Directions for this task: Where does the word "window" occur in the data below? Copy each line that holds it.

Referring expression data:
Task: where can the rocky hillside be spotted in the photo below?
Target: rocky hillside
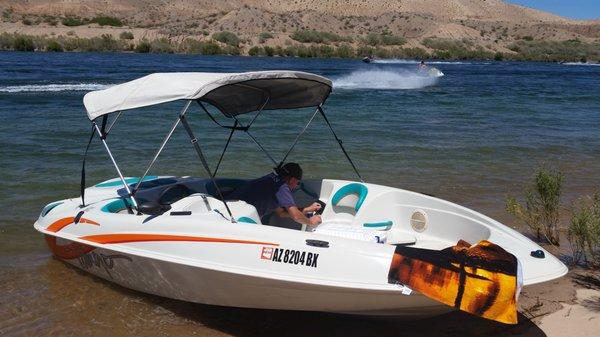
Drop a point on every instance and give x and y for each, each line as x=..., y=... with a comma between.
x=490, y=26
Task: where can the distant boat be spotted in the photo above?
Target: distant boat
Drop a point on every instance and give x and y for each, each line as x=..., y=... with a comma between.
x=430, y=72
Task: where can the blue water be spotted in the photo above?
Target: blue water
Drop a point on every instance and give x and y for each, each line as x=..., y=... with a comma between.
x=473, y=137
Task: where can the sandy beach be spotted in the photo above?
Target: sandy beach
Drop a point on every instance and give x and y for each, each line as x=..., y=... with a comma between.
x=473, y=138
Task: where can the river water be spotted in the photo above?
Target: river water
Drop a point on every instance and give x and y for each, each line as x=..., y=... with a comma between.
x=474, y=136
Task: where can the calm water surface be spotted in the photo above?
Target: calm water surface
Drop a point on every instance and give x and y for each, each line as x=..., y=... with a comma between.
x=473, y=137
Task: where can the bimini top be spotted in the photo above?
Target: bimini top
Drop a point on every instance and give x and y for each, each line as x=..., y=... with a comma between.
x=231, y=93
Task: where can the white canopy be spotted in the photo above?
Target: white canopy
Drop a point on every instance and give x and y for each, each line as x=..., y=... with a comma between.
x=231, y=93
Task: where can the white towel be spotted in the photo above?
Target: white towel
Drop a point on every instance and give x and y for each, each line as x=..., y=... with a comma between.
x=348, y=231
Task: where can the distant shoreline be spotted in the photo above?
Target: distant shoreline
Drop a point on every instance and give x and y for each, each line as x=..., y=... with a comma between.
x=228, y=44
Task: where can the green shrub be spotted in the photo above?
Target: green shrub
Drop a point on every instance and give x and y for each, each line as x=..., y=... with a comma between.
x=54, y=46
x=126, y=36
x=107, y=21
x=269, y=51
x=542, y=204
x=313, y=36
x=345, y=51
x=23, y=43
x=210, y=48
x=387, y=39
x=72, y=21
x=264, y=36
x=256, y=51
x=227, y=38
x=392, y=40
x=456, y=49
x=230, y=50
x=50, y=20
x=162, y=45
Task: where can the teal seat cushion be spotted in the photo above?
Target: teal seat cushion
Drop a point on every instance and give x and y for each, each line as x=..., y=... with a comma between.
x=357, y=189
x=116, y=205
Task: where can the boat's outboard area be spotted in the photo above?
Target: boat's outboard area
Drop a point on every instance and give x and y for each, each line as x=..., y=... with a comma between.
x=184, y=238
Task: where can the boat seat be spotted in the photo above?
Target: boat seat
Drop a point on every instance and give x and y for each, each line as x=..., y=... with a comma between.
x=359, y=190
x=116, y=206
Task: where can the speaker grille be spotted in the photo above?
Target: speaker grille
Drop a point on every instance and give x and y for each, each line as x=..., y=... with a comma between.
x=418, y=221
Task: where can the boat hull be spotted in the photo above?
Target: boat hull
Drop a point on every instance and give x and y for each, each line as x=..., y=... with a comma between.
x=214, y=287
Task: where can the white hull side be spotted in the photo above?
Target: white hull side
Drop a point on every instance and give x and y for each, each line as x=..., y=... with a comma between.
x=201, y=285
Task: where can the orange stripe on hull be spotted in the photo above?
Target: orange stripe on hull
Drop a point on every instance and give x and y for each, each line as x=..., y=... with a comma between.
x=70, y=251
x=64, y=222
x=125, y=238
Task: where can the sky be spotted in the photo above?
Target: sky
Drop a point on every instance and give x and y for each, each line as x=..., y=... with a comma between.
x=575, y=9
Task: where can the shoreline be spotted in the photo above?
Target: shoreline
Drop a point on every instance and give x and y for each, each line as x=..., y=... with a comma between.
x=438, y=49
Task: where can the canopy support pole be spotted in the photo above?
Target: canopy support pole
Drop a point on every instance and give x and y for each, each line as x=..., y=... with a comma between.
x=162, y=146
x=225, y=148
x=194, y=142
x=113, y=122
x=298, y=138
x=339, y=142
x=103, y=139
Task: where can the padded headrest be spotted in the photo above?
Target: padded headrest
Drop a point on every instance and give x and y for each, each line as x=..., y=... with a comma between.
x=359, y=190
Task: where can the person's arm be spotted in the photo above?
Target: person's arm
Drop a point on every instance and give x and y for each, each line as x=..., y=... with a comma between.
x=295, y=214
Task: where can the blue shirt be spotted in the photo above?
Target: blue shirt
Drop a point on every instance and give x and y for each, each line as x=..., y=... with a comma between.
x=265, y=194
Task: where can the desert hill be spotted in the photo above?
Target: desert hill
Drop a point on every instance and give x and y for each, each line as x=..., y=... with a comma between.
x=490, y=25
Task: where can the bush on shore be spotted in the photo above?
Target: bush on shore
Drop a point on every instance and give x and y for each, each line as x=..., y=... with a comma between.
x=228, y=38
x=103, y=20
x=542, y=204
x=70, y=21
x=442, y=48
x=584, y=231
x=313, y=36
x=264, y=36
x=385, y=38
x=126, y=36
x=456, y=49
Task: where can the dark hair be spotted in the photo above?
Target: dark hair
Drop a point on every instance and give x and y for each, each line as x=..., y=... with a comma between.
x=292, y=170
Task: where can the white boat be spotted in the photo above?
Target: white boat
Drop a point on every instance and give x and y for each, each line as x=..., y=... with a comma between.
x=430, y=72
x=179, y=237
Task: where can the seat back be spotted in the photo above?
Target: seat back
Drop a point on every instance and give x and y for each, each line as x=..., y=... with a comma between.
x=359, y=190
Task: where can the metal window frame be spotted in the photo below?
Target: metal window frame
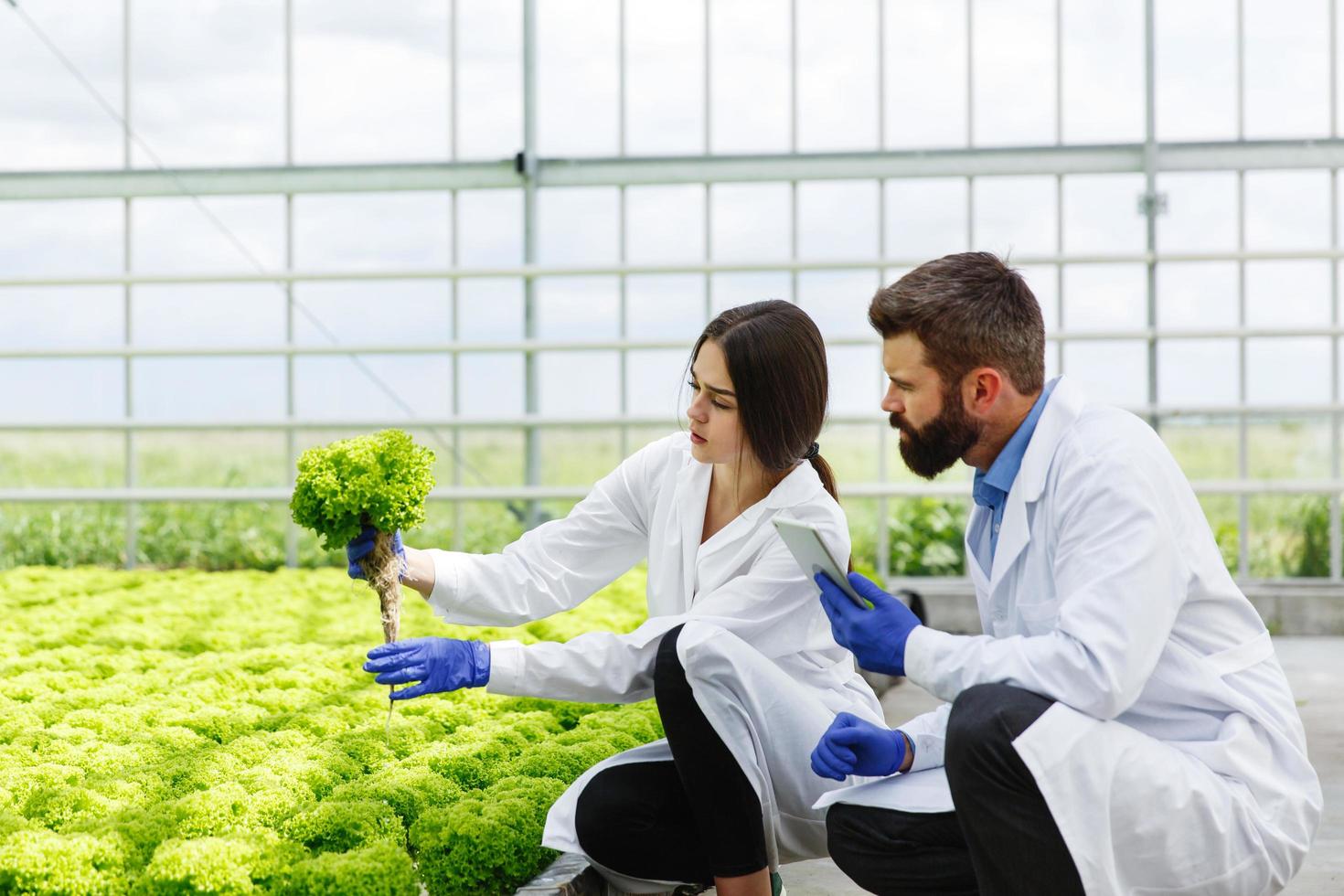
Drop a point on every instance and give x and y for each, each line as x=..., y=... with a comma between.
x=528, y=174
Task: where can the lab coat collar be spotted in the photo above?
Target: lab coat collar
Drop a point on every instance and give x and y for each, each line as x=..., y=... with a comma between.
x=1066, y=403
x=1063, y=407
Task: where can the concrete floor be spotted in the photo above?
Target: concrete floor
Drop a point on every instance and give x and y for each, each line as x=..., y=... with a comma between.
x=1316, y=670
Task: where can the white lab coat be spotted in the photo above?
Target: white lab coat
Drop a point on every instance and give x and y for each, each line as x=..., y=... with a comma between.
x=1174, y=759
x=757, y=646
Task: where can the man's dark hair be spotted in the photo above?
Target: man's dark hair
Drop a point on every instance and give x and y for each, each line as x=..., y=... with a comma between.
x=969, y=311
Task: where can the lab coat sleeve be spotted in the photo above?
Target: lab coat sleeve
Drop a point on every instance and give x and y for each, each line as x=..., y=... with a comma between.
x=928, y=732
x=1120, y=581
x=560, y=563
x=773, y=607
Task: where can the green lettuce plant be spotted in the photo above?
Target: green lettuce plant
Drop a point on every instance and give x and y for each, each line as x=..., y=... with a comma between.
x=377, y=480
x=192, y=732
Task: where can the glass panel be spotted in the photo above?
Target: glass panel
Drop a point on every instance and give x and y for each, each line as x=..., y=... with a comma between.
x=837, y=301
x=335, y=387
x=1287, y=371
x=210, y=389
x=489, y=311
x=578, y=455
x=837, y=76
x=1197, y=69
x=489, y=228
x=1206, y=449
x=172, y=234
x=1287, y=209
x=577, y=226
x=60, y=316
x=212, y=315
x=1200, y=212
x=925, y=69
x=1014, y=73
x=489, y=77
x=1287, y=69
x=1105, y=297
x=666, y=306
x=33, y=458
x=1287, y=294
x=730, y=291
x=656, y=384
x=62, y=389
x=371, y=231
x=749, y=71
x=65, y=238
x=926, y=218
x=1197, y=294
x=208, y=82
x=1015, y=215
x=578, y=308
x=664, y=225
x=391, y=312
x=218, y=458
x=1184, y=367
x=664, y=78
x=492, y=384
x=1289, y=449
x=839, y=219
x=577, y=69
x=53, y=123
x=750, y=222
x=1110, y=372
x=369, y=83
x=578, y=383
x=1101, y=214
x=1104, y=71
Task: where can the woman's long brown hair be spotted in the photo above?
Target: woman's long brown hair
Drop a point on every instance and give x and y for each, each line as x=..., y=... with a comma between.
x=777, y=363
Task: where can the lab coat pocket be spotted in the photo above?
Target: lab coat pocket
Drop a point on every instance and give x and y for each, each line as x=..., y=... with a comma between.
x=1038, y=618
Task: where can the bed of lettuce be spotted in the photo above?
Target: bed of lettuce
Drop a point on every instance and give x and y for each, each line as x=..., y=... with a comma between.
x=212, y=732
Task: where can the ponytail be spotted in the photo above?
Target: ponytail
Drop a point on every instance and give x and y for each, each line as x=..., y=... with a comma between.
x=828, y=483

Answer to this exercise:
Task: where can the metal window frame be spotted in the photo below?
Target: metal window frame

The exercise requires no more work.